Transmontania jest chyba w każdym z nas - wybieramy się za morza i przekraczamy najwyższe przełęcze, by przekonać się, że zmienieni przez czynniki zewnętrzne, pozostajemy w głębi swojej istoty wciąż tacy sami, wędrówka przydaje nam jedynie zmarszczek na twarzy. Kolekcjonujmy je, każda z nich jest śladem uśmiechu lub cierpienia. Macie lepszy pomysł? Dlatego ja zostaję przy Transmontanii, chociaż będzie tu coraz mniej o Sudetach i o Czechach.
Poniższy tekst dedykuję Najbliższym. Ich poświęceniu i cierpliwości zawdzięczam możliwość skorzystania z tej formy rekreacji, jaką jest zabawa słowami i obrazami, których źródłem są podróże po północnych obszarach Republiki Czeskiej. Dla nich też głównie piszę ten tekst. W tekście (zabawnie nazwanym przez właścicieli portalu "blogiem") notatki (równie zabawnie nazwane "postami") będą pojawiać się niekoniecznie w szyku chronologicznym - stąd warto czasem zajrzeć do notatek z wcześniejszych dni. Transmontania z czasem stała się też dla autora platformą, na której kontynuuje on, narażając na szwank swoją i tak nie najlepszą reputację, projekt artystyczny "Niska Rozdzielczość". Wszak to fotograf robi zdjęcie, nie zaś bezmyślny aparat. Zgodnie z tą regułą im mniej pikseli tym lepiej. Im mniej szkoły tym lepiej. Co byśmy zrobili bez prowokacji. Zapraszam.
----------
Krótkie zadanie 1:
Proszę określić, czy poniższe stwierdzenia są zgodne z fragmentem tekstu, podając przy każdym „tak” lub „nie” wraz z rozstrzygającymi słowami fragmentu w dosłownym brzmieniu: (a) notatki będą pojawiać się zawsze w porządku chronologicznym; (b) tekst jest dedykowany Najbliższym; (c) zgodnie z regułą projektu „Niska Rozdzielczość” im więcej pikseli, tym lepiej.
Fragment tekstu i rekordy pochodzą z odrębnych źródeł.

(Wpisy adnotacji konturów na obrazach)
----------
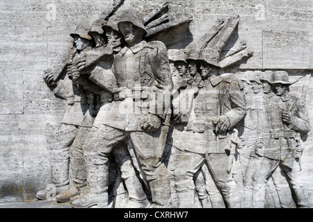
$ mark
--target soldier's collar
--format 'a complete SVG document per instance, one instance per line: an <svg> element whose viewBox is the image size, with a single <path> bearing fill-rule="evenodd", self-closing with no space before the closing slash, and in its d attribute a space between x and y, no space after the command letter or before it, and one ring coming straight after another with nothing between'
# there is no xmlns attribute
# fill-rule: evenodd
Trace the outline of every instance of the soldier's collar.
<svg viewBox="0 0 313 222"><path fill-rule="evenodd" d="M127 47L134 54L136 54L138 51L141 51L143 48L147 46L147 42L145 40L143 40L137 44L135 44L134 46Z"/></svg>
<svg viewBox="0 0 313 222"><path fill-rule="evenodd" d="M210 80L211 84L212 84L212 85L216 85L223 80L223 78L220 76L212 76L211 78L209 78L209 79Z"/></svg>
----------
Krótkie zadanie 2:
Proszę wyodrębnić z rekordów bez żadnych zmian linie, zaczynając od początku rekordów, a kończąc na linii zawierającej „47L134 54L136 54L138”, włącznie z obiema granicami. Obrazy należy pominąć w odpowiedzi.

Oczekiwana odpowiedź 1:
(a) Nie: „notatki (równie zabawnie nazwane "postami") będą pojawiać się niekoniecznie w szyku chronologicznym”.
(b) Tak: „Poniższy tekst dedykuję Najbliższym.”
(c) Nie: „Zgodnie z tą regułą im mniej pikseli tym lepiej.”

Oczekiwana odpowiedź 2:
$ mark
--target soldier's collar
--format 'a complete SVG document per instance, one instance per line: an <svg> element whose viewBox is the image size, with a single <path> bearing fill-rule="evenodd", self-closing with no space before the closing slash, and in its d attribute a space between x and y, no space after the command letter or before it, and one ring coming straight after another with nothing between'
# there is no xmlns attribute
# fill-rule: evenodd
Trace the outline of every instance of the soldier's collar.
<svg viewBox="0 0 313 222"><path fill-rule="evenodd" d="M127 47L134 54L136 54L138 51L141 51L143 48L147 46L147 42L145 40L143 40L137 44L135 44L134 46Z"/></svg>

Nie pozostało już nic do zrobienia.